A tal proposito, ultimamente le promesse americane sembrano aver prodotto risultati perlomeno culturali anche in Tagikistan. Il Paese intende infatti rinominare 4.833 nomi geografici di località e insediamenti a causa della loro incoerenza con le norme della lingua nazionale. Sintomo che la politica anti-russa in Asia Centrale si è trasformata in tendenza negli ultimi anni, e sembra che Dushanbe intenda superare tutte le altre Repubbliche nella velocità di allontanamento dalla sudditanza linguistica russa. Un altro aspetto da non sottovalutare per il Cremlino.

Cosa vuole la Cina

In Asia Centrale Pechino punta tutto, o quasi, sulla Belt and Road Initiative (BRI) delle Nuove Vie della Seta per imporsi sul modello socio-economico occidentale. Anche prima del lancio ufficiale del maxi progetto, però, la Cina aveva investito notevoli somme nello sviluppo infrastrutturale delle Repubbliche ex sovietiche con l’obiettivo principe di favorire la stabilità nella regione, poiché un vicino turbolento minaccia anche la propria tenuta politica e l’immagine che si dà di sé al mondo (in bilico tra solido controllo dell’estero vicino e debolezza perfino nella propria sfera d’influenza). L’altro scopo del Dragone è quello di rendere florido un mercato moderno nell’area che a sua volta favorisca il flusso di merci da e verso l’Europa. A primario beneficio della Repubblica Popolare, intimamente convinta che kazaki, kirghizi e tagiki siano “gente loro”, con molti più punti in comune rispetto agli abusivi russi.

L’immagine che un Paese offre di sé ai vicini è vitale in un sottomondo come quello asiatico in cui il fine giustifica l’ordinamento politico, e non sembra poi così importante per le popolazioni. La Cina punta tutto sulla figura della grande potenza economica, quasi benefattrice, sicuramente garanzia di benessere per chi si associa. In questo senso l’attuazione del progetto di costruzione della “grande ferrovia” dalla Cina all’Uzbekistan attraverso il Kirghizistan: quest’ultimo Stato ha accolto con grande favore l’iniziativa, la prima che finalmente concorrerà allo sviluppo della rete ferroviaria nazionale, che mina la forte influenza russa su Bishkek (come dimostra, ad esempio, la firma del memorandum sulla costruzione della linea ferroviaria Balykchy-Kochkor-Kara-Keche).

ISTRUZIONI OPERATIVE:
(1) Traduci in inglese questa frase del testo sull'Asia Centrale: "L’altro scopo del Dragone è quello di rendere florido un mercato moderno nell’area che a sua volta favorisca il flusso di merci da e verso l’Europa."
(2) Riprendi il testo sull'Asia Centrale e proseguilo a partire dall'ultima frase riportata.

RECORD ARCHIVIATI:

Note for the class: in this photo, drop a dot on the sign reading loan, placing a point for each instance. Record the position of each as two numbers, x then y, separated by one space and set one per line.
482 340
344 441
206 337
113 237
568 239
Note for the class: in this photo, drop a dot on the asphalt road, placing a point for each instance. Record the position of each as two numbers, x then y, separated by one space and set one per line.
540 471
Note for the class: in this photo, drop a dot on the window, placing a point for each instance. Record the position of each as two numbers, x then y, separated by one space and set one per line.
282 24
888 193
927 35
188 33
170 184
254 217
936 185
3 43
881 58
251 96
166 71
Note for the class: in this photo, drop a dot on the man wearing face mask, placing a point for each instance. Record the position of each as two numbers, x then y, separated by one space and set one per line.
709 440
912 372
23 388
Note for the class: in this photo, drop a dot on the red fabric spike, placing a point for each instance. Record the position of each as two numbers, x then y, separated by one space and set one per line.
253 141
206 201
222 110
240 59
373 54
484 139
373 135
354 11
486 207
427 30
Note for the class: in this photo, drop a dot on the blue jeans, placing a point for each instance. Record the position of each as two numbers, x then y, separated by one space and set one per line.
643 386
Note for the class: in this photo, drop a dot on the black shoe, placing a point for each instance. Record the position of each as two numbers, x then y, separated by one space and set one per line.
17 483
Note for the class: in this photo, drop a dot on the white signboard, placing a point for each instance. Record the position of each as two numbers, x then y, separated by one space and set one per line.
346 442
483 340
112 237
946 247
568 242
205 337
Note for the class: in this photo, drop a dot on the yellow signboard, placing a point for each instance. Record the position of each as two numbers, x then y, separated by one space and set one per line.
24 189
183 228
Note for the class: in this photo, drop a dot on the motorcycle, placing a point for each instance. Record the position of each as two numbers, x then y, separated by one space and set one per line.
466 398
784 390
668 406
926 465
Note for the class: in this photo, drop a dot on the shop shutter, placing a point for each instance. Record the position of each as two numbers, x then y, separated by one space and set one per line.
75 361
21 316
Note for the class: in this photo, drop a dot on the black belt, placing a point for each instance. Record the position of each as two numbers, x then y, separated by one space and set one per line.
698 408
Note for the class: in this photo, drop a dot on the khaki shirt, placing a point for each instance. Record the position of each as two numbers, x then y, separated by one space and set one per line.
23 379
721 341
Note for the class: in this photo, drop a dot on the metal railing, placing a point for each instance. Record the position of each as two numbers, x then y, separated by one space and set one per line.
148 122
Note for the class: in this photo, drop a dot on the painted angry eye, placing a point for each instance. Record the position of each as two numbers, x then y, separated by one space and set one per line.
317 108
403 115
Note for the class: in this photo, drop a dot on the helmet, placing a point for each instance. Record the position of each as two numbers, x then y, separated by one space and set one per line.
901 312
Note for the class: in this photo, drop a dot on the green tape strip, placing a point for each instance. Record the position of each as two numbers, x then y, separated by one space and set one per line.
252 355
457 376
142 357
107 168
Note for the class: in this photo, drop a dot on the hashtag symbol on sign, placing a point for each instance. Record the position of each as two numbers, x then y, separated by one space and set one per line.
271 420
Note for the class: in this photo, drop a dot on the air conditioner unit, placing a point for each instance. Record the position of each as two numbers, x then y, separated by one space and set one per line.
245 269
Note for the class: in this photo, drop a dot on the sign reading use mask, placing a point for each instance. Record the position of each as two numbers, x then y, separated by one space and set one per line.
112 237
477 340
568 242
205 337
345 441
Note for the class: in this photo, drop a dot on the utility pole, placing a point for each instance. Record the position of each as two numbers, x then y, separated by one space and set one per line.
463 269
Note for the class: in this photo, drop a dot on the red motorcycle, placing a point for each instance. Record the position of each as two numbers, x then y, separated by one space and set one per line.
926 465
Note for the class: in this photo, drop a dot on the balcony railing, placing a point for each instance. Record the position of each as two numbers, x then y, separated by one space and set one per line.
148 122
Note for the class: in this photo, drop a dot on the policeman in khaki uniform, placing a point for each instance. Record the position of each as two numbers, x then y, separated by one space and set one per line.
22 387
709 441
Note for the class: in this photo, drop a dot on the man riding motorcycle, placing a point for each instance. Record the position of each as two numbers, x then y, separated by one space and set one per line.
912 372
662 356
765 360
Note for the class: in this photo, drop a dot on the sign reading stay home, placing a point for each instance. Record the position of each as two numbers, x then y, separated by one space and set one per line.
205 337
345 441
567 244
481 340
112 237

ESERCIZI RISOLTI:
(1) The Dragon's other aim is to make a modern market flourish in the area, one that in turn fosters the flow of goods to and from Europe.

(2)
Il sistema ferroviario del Kirghizistan non è elettrificato e le operazioni di aggiornamento sono di fatto bloccate, vista la carenza di elettricità e di personale specializzato. Il territorio montuoso rende inoltre difficile il movimento dei treni di grandi dimensioni, ed è ancora inutile sperare che la nuova linea ferroviaria dalla Cina sostituisca almeno la metà del percorso che si snoda in Kazakistan. Una regione estesissima e aspra, interdipendente al punto da indurre Pechino a muoversi su più fronti, cercando di portare dalla propria parte quanti più governi -stan possibili (e intanto le banche cinesi “mangiano” la Russia: la mossa che cambia tutto).

La Cina è a una svolta della sua storia come grande potenza. Il terzo mandato da presidente concesso a Xi Jinping ne hanno fatto un semidio geopolitico, che dovrà affrontare fatiche erculee: mantenere vive le Nuove Vie della Seta, che passano per la Federazione Russa e l’Ucraina, attualmente in guerra; contrastare la strategia di contenimento degli Stati Uniti nell’Indo-Pacifico; erodere la sfera d’influenza russa in Eurasia. In questa direzione è andato il vertice tra Xi e i leader di Kazakistan, Kirghizistan, Tagikistan, Turkmenistan e Uzbekistan (il formato China+Central Asia, C+C5) svoltosi a Xi’an il 18 e 19 maggio. Segnando un’importante contrapposizione d’immagine: la Cina e le Repubbliche asiatiche “contro” il G7, che contemporaneamente si era riunito in Giappone, ribadendo la necessità di frenare l’ascesa militare e tecnologica del Dragone.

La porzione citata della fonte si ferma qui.